⟨
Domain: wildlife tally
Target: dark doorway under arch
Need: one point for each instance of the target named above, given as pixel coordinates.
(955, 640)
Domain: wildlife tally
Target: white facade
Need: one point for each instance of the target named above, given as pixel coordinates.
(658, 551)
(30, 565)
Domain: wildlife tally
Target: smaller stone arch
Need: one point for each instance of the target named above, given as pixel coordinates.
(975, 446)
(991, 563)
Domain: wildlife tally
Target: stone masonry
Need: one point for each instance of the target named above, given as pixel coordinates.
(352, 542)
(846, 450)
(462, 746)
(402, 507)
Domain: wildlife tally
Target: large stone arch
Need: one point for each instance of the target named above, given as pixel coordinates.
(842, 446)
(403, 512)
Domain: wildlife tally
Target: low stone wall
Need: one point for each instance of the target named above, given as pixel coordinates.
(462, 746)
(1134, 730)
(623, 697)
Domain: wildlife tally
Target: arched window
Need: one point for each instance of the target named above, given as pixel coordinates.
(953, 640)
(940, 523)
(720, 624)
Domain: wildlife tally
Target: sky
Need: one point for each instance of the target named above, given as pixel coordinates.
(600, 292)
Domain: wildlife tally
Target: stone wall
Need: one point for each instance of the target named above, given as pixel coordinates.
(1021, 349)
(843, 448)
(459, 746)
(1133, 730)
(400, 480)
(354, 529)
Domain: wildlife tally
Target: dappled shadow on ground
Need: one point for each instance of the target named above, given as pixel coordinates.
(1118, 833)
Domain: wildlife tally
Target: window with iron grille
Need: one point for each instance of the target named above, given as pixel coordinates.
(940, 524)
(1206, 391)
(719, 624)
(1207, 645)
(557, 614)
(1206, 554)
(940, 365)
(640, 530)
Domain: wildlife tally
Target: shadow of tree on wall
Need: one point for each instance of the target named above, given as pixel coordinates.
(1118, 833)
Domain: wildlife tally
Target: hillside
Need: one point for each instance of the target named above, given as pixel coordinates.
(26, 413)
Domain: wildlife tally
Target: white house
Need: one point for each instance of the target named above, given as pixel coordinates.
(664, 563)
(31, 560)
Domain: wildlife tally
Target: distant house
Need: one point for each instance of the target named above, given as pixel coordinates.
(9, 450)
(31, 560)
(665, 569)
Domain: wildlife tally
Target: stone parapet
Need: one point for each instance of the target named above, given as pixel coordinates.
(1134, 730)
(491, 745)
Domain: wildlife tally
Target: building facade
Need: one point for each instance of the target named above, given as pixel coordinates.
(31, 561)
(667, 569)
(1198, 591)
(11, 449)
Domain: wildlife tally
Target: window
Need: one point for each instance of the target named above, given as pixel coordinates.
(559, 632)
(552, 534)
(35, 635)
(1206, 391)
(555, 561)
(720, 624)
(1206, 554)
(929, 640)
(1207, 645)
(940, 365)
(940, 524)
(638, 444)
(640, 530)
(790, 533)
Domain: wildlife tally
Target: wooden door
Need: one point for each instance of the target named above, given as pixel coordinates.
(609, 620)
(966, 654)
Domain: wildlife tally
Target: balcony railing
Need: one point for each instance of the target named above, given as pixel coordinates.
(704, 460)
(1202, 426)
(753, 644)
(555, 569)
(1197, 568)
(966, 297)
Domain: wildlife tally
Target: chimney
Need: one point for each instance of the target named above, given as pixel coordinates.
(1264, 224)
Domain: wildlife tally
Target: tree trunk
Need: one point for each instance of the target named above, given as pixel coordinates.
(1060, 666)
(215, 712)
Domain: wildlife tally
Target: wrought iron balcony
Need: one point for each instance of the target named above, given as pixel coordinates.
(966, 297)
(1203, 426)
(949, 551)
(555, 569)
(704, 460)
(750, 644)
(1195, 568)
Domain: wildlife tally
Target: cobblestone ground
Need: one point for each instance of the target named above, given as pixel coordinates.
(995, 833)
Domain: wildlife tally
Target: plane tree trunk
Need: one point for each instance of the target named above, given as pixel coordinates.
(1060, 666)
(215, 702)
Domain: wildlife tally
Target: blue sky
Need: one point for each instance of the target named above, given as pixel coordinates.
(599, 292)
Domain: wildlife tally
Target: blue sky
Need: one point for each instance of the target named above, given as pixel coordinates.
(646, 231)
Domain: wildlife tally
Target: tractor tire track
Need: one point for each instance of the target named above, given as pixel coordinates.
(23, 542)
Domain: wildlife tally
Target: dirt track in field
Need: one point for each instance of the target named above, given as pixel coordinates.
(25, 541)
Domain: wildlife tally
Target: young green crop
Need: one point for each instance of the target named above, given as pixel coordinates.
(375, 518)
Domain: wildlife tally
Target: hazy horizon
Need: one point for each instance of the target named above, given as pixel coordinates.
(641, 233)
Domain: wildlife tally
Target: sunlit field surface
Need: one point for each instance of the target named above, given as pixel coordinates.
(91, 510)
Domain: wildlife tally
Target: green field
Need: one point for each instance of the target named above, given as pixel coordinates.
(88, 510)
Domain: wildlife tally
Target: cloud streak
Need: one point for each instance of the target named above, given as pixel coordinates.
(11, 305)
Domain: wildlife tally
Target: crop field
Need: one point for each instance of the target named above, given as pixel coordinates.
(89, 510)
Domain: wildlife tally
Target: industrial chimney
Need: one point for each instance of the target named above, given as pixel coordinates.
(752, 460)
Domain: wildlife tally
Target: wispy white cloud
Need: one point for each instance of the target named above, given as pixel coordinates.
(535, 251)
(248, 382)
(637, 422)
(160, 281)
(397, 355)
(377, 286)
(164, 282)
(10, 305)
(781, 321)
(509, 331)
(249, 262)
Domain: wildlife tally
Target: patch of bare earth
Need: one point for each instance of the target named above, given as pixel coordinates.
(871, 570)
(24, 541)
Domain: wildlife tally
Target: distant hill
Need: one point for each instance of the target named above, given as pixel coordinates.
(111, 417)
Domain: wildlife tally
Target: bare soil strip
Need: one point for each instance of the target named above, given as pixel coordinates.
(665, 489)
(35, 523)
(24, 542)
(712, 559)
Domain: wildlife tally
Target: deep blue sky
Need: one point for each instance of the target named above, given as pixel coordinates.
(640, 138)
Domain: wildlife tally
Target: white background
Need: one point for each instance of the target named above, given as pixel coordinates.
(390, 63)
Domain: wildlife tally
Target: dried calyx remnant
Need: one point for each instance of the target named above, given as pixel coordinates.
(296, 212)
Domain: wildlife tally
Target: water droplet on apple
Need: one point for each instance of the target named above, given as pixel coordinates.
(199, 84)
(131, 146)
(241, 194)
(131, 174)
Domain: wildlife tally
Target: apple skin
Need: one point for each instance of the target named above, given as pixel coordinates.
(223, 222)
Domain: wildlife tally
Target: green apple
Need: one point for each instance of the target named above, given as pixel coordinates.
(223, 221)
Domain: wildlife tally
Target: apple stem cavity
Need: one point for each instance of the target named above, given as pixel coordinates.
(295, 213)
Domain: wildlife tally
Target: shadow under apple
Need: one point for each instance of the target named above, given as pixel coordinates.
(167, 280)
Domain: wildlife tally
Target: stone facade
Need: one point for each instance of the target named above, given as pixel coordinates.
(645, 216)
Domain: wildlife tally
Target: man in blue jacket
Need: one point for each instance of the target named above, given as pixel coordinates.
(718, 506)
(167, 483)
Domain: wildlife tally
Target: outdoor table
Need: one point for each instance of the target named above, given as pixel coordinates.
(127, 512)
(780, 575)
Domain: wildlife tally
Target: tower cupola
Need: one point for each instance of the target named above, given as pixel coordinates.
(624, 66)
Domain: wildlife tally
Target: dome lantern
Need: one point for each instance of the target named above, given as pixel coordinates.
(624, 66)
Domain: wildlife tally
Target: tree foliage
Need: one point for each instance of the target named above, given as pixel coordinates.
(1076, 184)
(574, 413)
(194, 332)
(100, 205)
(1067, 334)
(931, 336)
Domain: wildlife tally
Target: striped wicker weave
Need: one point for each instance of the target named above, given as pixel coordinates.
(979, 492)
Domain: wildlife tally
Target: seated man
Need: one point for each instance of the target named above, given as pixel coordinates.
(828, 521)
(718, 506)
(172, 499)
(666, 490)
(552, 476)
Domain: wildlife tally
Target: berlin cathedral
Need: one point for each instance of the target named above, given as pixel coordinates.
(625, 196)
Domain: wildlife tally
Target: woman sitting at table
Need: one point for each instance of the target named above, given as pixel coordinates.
⟩
Set exercise:
Report every line of the rows above that contains the string "blue". Treat uppercase and lowercase letters as different.

Result below:
Target: blue sky
Target: blue sky
Target: deep blue sky
Target: man in blue jacket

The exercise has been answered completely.